● **JOB 1**
Count the lines in the entries below that contain the string "flag", and reply with only that number.

● **TEXT SEGMENT**
-- Begin --

Matt, thank you for the benchmarking tool, it's incredibly helpful. I didn't get a chance to try it with your rounding improvements, but I was curious about the vector math you pointed out and indeed there were some interesting findings:

Adding two vectors is significantly slower than adding their individual components. That is,

vectorA.x += vectorB.x
vectorA.y += vectorB.y

is nearly twice as fast as

vectorA = vectorA + vectorB

Unfortunately, after updating all the vector math, the limit still seems to be 20-30 particles. Checking the profiler now does give some different results, namely:


Weirdly, the main culprits (line 83 and 66) are:

    self.position.y = math.floor(self.position.y+.5)

and

    self.velocity.x += force.x

which is odd because the x position and y velocity lines aren't mentioned. Also, it's now mostly under metamethod _index, which is interesting.

-- End --

(Coordinate annotation entries)
-- Begin --

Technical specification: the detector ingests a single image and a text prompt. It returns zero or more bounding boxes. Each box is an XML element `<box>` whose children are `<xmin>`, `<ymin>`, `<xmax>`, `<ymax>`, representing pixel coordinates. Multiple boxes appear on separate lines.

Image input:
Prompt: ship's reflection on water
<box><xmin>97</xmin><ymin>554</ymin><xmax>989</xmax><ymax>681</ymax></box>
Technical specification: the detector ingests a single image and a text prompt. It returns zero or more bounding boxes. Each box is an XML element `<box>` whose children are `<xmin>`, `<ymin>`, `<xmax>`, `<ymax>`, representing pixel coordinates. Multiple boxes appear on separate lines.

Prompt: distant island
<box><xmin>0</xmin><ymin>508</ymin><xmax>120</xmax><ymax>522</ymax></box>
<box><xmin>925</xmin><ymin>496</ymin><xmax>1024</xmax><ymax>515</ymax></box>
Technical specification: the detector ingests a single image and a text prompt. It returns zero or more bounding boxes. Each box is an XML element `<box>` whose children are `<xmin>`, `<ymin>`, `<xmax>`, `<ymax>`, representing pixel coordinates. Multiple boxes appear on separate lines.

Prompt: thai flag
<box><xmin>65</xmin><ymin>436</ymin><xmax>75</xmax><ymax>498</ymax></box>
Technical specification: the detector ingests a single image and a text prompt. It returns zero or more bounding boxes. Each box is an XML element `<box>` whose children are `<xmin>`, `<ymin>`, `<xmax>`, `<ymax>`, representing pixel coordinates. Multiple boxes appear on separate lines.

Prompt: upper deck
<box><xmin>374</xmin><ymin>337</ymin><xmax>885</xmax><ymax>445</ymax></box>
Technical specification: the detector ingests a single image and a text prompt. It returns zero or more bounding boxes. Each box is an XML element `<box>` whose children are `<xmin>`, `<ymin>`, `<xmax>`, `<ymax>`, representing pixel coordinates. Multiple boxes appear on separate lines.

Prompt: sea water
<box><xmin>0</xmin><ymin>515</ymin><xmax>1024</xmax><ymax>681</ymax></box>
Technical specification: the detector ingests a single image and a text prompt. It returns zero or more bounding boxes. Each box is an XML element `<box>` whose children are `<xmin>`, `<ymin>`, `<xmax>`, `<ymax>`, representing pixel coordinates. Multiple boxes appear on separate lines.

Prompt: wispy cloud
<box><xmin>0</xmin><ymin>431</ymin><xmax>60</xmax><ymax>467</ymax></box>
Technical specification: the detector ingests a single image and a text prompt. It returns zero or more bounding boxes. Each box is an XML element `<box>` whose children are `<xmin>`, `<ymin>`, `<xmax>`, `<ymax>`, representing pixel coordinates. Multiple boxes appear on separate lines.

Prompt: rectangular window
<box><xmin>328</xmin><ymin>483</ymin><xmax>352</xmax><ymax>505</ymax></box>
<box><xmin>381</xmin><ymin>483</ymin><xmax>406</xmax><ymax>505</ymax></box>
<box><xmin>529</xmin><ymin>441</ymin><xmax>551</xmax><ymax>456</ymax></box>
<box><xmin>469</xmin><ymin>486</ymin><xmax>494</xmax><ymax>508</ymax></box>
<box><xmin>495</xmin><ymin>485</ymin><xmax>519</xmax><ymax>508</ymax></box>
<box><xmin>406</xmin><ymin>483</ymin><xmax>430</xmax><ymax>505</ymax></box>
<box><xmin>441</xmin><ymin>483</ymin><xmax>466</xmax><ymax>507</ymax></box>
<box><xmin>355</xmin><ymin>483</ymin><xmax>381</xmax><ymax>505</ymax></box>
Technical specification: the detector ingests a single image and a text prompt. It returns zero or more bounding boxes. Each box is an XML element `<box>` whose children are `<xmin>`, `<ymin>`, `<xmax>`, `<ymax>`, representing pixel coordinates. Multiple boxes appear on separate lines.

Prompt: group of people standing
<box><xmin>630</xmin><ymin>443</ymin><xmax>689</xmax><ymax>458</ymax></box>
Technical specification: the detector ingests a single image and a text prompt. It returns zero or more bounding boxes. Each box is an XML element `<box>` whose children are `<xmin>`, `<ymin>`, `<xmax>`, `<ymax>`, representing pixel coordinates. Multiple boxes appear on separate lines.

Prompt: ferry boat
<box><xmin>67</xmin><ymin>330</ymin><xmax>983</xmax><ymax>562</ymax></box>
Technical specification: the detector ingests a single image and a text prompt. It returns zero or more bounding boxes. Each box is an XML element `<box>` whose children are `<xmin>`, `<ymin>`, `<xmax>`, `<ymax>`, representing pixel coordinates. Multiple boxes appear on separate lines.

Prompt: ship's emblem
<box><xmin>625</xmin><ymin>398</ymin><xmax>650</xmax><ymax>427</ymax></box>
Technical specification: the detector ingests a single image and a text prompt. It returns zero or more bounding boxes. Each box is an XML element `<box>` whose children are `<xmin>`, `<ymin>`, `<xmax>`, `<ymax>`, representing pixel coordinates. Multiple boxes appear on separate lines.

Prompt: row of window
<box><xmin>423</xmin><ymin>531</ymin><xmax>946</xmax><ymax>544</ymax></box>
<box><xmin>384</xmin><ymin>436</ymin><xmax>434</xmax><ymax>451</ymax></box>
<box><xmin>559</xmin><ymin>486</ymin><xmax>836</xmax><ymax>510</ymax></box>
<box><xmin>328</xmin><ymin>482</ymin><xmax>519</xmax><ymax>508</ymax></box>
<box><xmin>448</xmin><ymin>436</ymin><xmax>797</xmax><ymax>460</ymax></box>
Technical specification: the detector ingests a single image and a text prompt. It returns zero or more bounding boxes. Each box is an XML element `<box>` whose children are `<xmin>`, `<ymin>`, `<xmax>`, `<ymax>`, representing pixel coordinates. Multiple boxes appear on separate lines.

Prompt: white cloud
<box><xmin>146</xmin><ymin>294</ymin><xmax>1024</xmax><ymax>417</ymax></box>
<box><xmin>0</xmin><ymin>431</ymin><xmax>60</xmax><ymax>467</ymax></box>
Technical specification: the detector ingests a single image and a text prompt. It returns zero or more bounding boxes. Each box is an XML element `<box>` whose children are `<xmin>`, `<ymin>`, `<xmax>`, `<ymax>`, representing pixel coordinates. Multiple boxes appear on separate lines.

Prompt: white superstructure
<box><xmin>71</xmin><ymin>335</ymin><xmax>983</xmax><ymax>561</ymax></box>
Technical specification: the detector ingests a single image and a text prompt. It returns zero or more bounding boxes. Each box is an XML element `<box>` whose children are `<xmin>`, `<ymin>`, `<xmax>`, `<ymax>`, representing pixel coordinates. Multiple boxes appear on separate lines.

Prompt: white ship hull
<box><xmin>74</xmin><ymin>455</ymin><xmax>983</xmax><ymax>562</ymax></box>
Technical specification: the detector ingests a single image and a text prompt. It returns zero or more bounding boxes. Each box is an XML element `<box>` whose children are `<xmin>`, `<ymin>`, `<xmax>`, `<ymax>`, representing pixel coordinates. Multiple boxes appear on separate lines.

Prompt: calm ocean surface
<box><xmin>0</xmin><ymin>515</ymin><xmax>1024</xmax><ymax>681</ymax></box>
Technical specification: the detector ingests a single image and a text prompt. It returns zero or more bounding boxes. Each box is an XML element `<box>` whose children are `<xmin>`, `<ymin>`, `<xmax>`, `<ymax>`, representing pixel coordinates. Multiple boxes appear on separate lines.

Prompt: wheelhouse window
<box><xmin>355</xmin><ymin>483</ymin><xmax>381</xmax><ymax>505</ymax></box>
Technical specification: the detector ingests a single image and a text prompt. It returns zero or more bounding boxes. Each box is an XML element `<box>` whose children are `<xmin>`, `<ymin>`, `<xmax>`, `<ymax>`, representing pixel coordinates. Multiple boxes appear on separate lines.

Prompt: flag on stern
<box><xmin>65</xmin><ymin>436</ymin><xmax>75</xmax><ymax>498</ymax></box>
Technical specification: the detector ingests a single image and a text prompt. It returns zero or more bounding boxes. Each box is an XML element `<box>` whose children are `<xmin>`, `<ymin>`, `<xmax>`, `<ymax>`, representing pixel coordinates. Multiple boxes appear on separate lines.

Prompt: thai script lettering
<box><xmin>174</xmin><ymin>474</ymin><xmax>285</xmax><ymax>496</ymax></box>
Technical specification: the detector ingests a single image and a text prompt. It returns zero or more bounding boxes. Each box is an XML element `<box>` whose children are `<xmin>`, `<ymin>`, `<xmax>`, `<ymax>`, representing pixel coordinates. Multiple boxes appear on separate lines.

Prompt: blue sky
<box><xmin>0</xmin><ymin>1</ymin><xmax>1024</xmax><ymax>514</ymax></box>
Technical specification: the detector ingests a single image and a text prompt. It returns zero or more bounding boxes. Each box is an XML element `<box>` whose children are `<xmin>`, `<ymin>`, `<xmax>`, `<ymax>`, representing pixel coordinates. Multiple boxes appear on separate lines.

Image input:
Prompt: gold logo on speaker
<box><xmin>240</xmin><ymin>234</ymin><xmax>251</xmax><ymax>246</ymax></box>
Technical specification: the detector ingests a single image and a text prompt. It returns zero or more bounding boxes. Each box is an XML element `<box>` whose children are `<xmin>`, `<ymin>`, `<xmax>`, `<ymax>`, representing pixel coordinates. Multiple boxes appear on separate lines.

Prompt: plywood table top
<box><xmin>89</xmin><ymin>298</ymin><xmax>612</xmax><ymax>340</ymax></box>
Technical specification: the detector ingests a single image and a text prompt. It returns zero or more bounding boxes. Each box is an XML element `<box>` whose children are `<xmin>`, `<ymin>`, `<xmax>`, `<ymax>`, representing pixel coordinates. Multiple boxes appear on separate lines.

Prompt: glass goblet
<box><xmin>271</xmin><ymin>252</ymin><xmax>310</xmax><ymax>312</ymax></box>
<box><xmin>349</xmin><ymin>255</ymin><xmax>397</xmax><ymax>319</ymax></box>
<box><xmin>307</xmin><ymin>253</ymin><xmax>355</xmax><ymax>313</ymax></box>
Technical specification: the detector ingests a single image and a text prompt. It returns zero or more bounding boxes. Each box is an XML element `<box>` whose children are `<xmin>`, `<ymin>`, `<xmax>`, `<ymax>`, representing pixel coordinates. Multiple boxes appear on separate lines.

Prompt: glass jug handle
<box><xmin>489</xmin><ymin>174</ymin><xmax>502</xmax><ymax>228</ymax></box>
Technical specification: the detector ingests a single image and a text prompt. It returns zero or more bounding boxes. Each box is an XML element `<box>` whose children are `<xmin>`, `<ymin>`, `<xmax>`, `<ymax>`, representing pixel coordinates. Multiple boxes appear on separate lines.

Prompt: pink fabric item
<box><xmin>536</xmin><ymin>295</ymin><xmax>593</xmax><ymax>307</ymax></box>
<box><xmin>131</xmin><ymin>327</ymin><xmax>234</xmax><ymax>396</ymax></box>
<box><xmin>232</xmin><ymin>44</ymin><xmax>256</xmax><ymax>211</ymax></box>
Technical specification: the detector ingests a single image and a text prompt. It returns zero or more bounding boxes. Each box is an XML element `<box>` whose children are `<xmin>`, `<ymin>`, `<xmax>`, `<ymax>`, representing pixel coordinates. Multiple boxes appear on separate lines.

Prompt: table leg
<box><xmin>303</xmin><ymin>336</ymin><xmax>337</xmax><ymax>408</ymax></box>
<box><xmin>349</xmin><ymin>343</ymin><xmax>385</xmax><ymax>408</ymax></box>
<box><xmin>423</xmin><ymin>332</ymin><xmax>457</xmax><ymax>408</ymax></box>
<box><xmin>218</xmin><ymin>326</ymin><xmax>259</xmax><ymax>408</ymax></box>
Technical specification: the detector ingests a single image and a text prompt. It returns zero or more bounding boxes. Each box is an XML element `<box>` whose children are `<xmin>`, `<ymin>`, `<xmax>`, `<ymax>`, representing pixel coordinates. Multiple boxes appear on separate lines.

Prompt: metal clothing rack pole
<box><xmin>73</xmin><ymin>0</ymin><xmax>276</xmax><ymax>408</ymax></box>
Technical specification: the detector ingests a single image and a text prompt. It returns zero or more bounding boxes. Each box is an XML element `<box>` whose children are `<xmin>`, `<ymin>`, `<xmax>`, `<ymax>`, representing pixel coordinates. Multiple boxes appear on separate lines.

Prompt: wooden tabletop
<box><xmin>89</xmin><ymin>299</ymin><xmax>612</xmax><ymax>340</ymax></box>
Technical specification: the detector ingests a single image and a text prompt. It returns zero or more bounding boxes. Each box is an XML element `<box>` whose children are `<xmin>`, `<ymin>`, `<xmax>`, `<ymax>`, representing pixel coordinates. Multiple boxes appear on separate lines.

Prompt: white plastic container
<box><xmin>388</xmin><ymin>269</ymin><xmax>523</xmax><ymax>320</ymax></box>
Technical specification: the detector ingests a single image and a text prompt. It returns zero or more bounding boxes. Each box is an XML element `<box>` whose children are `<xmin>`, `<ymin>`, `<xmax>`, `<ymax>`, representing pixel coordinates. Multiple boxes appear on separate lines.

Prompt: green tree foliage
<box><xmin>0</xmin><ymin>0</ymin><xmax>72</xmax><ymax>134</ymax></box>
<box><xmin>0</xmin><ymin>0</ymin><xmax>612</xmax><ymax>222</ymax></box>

-- End --

● **JOB 2**
Update the forum post above, starting with "Unfortunately, after updating" and going on through "which is interesting.", so that "culprits" is replaced by "offenders".

● **WORKED SOLUTION 1**
2

● **WORKED SOLUTION 2**
Unfortunately, after updating all the vector math, the limit still seems to be 20-30 particles. Checking the profiler now does give some different results, namely:


Weirdly, the main offenders (line 83 and 66) are:

    self.position.y = math.floor(self.position.y+.5)

and

    self.velocity.x += force.x

which is odd because the x position and y velocity lines aren't mentioned. Also, it's now mostly under metamethod _index, which is interesting.